▶ [Your objective] Nothing in the records below should be altered when they are retyped.

▶ [Given data]
☆ ☆ ☆ ☆ ☆ ☆ ☆

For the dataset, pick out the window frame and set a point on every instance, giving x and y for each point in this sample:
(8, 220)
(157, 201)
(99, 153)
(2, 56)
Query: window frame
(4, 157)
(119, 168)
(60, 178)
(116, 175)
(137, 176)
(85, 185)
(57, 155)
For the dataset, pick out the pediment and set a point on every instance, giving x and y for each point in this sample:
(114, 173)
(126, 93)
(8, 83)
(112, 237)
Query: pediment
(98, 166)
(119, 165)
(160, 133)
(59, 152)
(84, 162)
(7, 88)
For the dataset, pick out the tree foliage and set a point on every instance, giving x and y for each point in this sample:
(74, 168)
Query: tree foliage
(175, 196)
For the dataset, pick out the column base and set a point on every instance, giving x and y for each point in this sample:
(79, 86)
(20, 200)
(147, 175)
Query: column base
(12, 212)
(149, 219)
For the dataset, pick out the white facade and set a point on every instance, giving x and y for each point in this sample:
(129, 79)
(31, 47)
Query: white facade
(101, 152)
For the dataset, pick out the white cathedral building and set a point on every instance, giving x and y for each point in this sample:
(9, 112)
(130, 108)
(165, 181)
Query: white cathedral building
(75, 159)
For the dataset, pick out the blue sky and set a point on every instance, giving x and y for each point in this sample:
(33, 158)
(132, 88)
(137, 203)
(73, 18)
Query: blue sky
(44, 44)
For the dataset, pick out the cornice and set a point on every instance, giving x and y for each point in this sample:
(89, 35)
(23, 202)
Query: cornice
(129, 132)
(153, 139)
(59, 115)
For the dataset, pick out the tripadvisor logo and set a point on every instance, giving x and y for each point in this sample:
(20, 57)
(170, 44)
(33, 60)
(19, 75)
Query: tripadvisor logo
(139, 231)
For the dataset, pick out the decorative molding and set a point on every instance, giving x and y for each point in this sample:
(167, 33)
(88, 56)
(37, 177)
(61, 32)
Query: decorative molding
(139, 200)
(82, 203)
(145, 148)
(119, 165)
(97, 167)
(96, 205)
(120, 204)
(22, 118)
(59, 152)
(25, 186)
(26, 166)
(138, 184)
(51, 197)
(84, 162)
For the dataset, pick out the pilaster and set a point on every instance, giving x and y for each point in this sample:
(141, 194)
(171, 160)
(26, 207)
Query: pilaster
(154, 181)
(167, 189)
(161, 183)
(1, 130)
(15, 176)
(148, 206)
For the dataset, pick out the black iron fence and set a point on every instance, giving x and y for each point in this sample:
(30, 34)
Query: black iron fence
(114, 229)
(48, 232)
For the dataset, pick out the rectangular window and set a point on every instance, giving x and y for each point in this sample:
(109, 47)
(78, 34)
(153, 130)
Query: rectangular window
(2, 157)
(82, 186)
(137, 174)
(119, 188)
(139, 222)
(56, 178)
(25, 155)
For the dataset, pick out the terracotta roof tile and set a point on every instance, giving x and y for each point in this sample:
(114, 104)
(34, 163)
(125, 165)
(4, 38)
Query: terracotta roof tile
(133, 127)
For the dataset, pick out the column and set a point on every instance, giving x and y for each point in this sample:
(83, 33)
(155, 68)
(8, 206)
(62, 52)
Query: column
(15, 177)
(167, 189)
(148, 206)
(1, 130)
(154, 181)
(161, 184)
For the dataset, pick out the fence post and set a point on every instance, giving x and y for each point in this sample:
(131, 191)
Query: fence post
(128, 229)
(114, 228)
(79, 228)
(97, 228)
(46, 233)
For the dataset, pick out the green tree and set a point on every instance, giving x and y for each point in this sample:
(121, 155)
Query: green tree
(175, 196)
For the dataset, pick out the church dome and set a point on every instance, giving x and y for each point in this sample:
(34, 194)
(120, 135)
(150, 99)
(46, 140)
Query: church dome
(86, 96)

☆ ☆ ☆ ☆ ☆ ☆ ☆

▶ [Task output]
For the dataset, pick out the window frame and set a point on every instance, giving x and y for each point in this sample:
(8, 220)
(157, 201)
(99, 153)
(2, 56)
Query: window frame
(4, 157)
(119, 168)
(60, 178)
(116, 175)
(137, 176)
(85, 185)
(57, 155)
For the dataset, pick out the pediment and set a point on every instance, giving x and y for each point in this sample:
(114, 173)
(126, 93)
(8, 83)
(112, 237)
Query: pediment
(98, 166)
(119, 165)
(160, 133)
(59, 152)
(84, 162)
(7, 88)
For the dataset, pick out the tree foliage and set a point on every instance, giving x and y for each point in this sample:
(74, 168)
Query: tree foliage
(175, 196)
For the dataset, pick out the column base and set a point on every instance, giving x and y for each point in this sample:
(79, 86)
(20, 200)
(147, 175)
Query: column base
(12, 212)
(149, 219)
For the dataset, pick out the white facade and set a point on every instance, giving x and y for each point in this sample:
(129, 79)
(31, 47)
Query: white facade
(101, 152)
For the dataset, pick out the white cathedral building and set a point on every instance, giving x and y for each point in this sample:
(9, 112)
(130, 108)
(165, 181)
Query: white cathedral building
(75, 159)
For the dataset, pick out the blue sky and set a point on every instance, giving x and y for each point in this sample:
(33, 158)
(132, 88)
(137, 203)
(73, 18)
Query: blue sky
(44, 44)
For the dataset, pick out the cornice and set a point on every instance, giving x and y for each point in this sample:
(89, 35)
(23, 202)
Query: cornice
(129, 132)
(153, 139)
(59, 115)
For the dataset, pick out the tripadvisor logo and set a point on every instance, giving x and y for each point in this sample:
(20, 57)
(170, 44)
(33, 60)
(19, 75)
Query: tripadvisor logo
(139, 231)
For the dataset, pick out the decorative molding and set a point on every instance, giving x and y for each point in this sample:
(167, 33)
(88, 56)
(37, 177)
(61, 32)
Query: decorative molding
(139, 200)
(82, 203)
(145, 148)
(119, 165)
(97, 167)
(96, 205)
(120, 204)
(22, 118)
(59, 152)
(25, 186)
(26, 166)
(138, 184)
(51, 197)
(84, 162)
For the dataset, pick out the pilaster and set a point on every instance, giving x and y for each point in this sample:
(141, 194)
(171, 160)
(26, 207)
Query: pilaster
(154, 181)
(167, 189)
(161, 183)
(1, 130)
(15, 176)
(148, 206)
For the dataset, pick out the black iron fence and set a point on every instance, giving x and y for each point in this sample:
(30, 34)
Query: black iron fence
(114, 229)
(48, 232)
For the dataset, pick out the rectangular window and set a point on every instance, giving x and y for each point in this sample:
(109, 47)
(78, 34)
(153, 130)
Query: rectangular window
(2, 157)
(82, 186)
(137, 174)
(119, 188)
(139, 222)
(56, 178)
(25, 155)
For the dataset, pick out the terracotta roof tile and set a point on every instance, giving x and y for each point in this sample:
(114, 104)
(34, 163)
(125, 165)
(4, 38)
Query: terracotta roof tile
(133, 127)
For the dataset, pick out the column and set a point on every instance, giving x and y for each point in this sample:
(83, 33)
(155, 68)
(8, 206)
(62, 52)
Query: column
(15, 177)
(167, 189)
(148, 206)
(1, 130)
(154, 181)
(161, 184)
For the dataset, pick out the fence post and set a point on every instance, giving x and y for each point in this sample:
(131, 191)
Query: fence post
(128, 229)
(114, 228)
(79, 228)
(97, 228)
(46, 233)
For the dataset, pick out the green tree and set a point on every instance, giving x and y for each point in this sample:
(121, 155)
Query: green tree
(175, 196)
For the dataset, pick out the church dome and set a point on every instance, giving x and y for each point in this sample:
(34, 194)
(120, 135)
(150, 99)
(46, 140)
Query: church dome
(86, 96)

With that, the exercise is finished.